# cures for artist block



## Journey (Oct 13, 2008)

I love drawing but lately I haven't been able to draw a thing for myself. I'll work hard on a project all day sunday and then when Monday come and I'm like yay I finally have free time to myself. I start off with all these Ideas of things I would like to do so I pull out my sketch book. And as soon as I open it my mind goes completely blank. I wanted to know if any of you have sujestions for beating artist block?


----------



## GatodeCafe (Oct 13, 2008)

I like to keep a list of inspirations, I always think of stuff on the bus, in the middle of class, etc... And if I don't make a note, I forget it half the time. It's a good solution for the classic artist's conundrum of inspiration at all the wrong times. lol


----------



## Meze (Oct 13, 2008)

If I can't get the creative juices flowing on my own, I'll check out 101 Projects for Artists and Illustrators. It has a lot of suggestions for things to draw.


----------



## lawsuite (Oct 14, 2008)

Listen to music that inspires you, that helps.

My personal favourite is using a medium that's fairly different from what you usually do. I don't know if it'll work for you, but when I don't have ideas for drawing, I start sculpting and suddenly I have plenty of ideas/motivation, then when my sculpting ideas run dry, I go back to drawing for a while.

If you only work in one medium, you could also try taking a request or two, draw someone else's characters for a bit.


----------



## ClosetMonster (Oct 14, 2008)

Oddly enough...mowing the yard.

It's a mindless activity, that I can listen to my Ipod fairly uninterupted, and let my mind wander.  You'll be surprised what wanders back with it.


----------



## Arshes Nei (Oct 14, 2008)

I don't have art block, but then again I read the Art & Fear book I recommended in the "Message of Inspiration" thread in the tutorials section


----------



## Dreamaria (Oct 20, 2008)

Look through an art history book. I always keep mine handy for that reason...

Or

- watch your favorite movie
- Listen to music you haven't listened to in a while (put your mp3 player on shuffle)
- Look at other artist's work


----------



## Alan Blutmond (Oct 21, 2008)

I turn on some anime put my zune on and zone out. I don't consciously know what I am drawing till I'm done. Try zoning out it works for me


----------



## yoka_neko (Oct 21, 2008)

it depends what you do as an artist.
for me being into animation, i watch stuff like spirited away and tom & jerry to encourage me.
sometimes if you want to draw THAT mch, the pressure will leave your mind blank..its about letting your mind be free, i hope you get your thought back soon


----------



## Beeboi (Oct 25, 2008)

Watch Hayao Miazaki's "Spirited Away".  I also like taking walks in the wetlands park near my house; ducks are an interesting thing to inspire you.  

Try watching FA's homepage and refresh it every minute or so - You may snipe something that really insipres you.


----------



## dragonofdarkness13 (Nov 4, 2008)

Collected data entries
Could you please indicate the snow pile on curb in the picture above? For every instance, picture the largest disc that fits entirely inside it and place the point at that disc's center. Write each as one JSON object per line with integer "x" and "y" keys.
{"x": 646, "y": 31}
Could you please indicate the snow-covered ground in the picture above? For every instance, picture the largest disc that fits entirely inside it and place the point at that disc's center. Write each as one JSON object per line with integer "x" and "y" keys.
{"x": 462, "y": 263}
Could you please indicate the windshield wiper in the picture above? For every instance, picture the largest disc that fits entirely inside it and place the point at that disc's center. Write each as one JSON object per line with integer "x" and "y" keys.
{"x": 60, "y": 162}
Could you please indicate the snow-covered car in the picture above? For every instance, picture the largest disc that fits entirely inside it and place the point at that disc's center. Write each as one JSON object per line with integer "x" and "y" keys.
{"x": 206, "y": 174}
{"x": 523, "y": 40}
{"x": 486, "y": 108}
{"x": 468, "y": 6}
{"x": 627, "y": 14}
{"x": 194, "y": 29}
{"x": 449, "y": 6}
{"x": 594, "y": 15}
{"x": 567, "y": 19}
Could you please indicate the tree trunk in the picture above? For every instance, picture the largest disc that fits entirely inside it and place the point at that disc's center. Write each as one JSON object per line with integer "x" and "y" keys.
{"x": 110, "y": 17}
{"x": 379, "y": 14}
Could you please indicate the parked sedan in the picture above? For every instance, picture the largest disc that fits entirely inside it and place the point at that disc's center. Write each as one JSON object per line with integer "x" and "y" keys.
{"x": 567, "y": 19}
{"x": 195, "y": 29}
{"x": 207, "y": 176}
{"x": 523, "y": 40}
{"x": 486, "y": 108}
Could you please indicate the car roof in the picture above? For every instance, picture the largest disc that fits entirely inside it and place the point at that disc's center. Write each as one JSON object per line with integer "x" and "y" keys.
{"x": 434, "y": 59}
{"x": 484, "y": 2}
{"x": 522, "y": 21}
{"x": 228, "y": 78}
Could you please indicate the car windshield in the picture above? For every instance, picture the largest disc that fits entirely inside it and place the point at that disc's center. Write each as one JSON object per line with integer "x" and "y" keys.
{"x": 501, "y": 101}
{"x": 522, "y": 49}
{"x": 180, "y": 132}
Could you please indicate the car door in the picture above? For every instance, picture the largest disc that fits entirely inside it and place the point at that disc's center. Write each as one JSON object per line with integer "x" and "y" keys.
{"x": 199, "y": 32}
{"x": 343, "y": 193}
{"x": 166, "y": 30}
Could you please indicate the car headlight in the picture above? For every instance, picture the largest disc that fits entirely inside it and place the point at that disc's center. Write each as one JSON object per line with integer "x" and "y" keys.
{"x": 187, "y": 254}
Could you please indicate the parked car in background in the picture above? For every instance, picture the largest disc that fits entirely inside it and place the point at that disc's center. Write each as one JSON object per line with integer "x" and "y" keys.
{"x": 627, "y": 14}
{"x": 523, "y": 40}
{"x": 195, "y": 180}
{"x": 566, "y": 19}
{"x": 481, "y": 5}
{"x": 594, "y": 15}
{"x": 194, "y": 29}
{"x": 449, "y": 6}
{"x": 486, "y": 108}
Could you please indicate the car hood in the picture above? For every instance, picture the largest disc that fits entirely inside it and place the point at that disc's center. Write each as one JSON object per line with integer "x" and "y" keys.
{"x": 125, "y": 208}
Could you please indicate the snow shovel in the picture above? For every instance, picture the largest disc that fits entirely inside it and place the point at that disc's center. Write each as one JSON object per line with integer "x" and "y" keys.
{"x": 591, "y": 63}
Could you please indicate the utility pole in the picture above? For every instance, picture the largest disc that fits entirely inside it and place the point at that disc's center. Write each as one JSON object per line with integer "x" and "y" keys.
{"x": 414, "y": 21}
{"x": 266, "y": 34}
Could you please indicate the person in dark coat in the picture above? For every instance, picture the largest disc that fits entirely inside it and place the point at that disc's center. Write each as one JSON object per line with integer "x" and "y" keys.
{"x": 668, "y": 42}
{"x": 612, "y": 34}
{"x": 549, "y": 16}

==

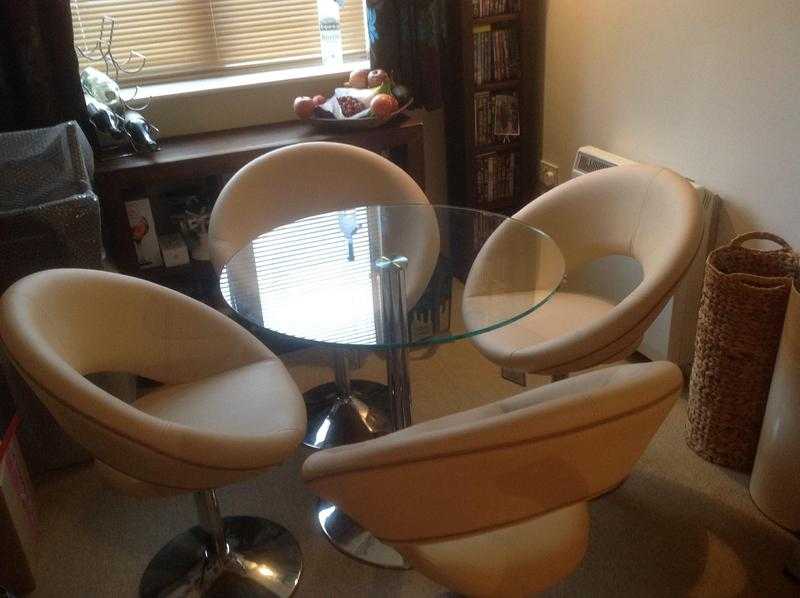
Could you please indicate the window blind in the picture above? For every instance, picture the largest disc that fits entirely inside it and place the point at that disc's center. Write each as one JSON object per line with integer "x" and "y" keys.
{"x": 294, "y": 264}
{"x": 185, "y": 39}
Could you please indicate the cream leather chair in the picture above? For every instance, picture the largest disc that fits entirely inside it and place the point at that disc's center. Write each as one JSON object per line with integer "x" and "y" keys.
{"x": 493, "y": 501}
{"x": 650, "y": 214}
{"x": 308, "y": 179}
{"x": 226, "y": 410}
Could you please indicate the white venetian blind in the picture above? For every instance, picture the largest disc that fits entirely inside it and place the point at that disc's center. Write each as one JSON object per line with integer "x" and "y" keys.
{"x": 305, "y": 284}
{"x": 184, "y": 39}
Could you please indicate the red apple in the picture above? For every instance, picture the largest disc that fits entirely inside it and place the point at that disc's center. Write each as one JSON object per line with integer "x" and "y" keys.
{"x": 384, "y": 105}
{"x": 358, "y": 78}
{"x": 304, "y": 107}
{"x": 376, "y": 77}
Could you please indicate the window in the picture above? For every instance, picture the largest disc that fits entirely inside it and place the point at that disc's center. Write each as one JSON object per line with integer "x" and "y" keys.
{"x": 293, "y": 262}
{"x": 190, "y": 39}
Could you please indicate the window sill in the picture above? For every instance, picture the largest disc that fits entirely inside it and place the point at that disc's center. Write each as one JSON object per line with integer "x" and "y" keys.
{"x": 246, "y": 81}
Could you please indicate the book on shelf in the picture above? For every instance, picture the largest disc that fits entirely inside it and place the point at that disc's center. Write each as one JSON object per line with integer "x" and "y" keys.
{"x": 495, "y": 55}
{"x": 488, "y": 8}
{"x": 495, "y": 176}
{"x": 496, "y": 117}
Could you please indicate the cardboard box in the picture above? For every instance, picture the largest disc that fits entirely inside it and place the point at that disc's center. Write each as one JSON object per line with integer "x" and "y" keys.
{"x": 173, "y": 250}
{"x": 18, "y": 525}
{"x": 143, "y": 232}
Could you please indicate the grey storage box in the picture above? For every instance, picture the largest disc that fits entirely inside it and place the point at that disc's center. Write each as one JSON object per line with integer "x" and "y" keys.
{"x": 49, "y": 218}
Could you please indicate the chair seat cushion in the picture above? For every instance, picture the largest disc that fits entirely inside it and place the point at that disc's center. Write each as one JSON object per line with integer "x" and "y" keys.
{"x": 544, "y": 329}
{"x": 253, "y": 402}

# TASKS:
1) Answer these about the thread on artist block:
(a) What book does Meze check out when the creative juices won't flow?
(b) What does lawsuite start doing when out of ideas for drawing?
(c) What chore does ClosetMonster name as a source of ideas?
2) Reproduce word for word the passage of the thread on artist block starting at "## yoka_neko (Oct" and ending at "to encourage me.".

# SOLUTIONS BELOW:
1)
(a) 101 Projects for Artists and Illustrators
(b) Sculpting
(c) Mowing the yard

2)
## yoka_neko (Oct 21, 2008)

it depends what you do as an artist.
for me being into animation, i watch stuff like spirited away and tom & jerry to encourage me.